- _What the task requires_:
The full data must be written out exactly, with every line included.

- _Information provided_:
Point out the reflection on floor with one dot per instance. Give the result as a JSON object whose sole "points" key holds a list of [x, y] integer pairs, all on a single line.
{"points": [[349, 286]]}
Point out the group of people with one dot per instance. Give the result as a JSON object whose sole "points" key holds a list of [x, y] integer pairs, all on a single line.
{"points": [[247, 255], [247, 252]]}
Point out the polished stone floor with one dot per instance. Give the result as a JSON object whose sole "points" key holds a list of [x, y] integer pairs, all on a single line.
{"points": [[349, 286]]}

- _Output_:
Point out the reflection on floor with one dot per instance. Give the result as a JSON object whose sole "points" key holds a list of [x, y] integer pairs, all on a single line.
{"points": [[349, 286]]}
Point out the group of people with one dot per instance. Give the result as a JSON object whose sole "points" key holds a list of [x, y] integer pairs, all on a single line.
{"points": [[247, 255], [247, 252]]}
Point out the polished stone floor with one dot per instance. Give the result as a JSON object whose sole "points" key holds a list of [x, y] integer pairs, all on a single line.
{"points": [[349, 286]]}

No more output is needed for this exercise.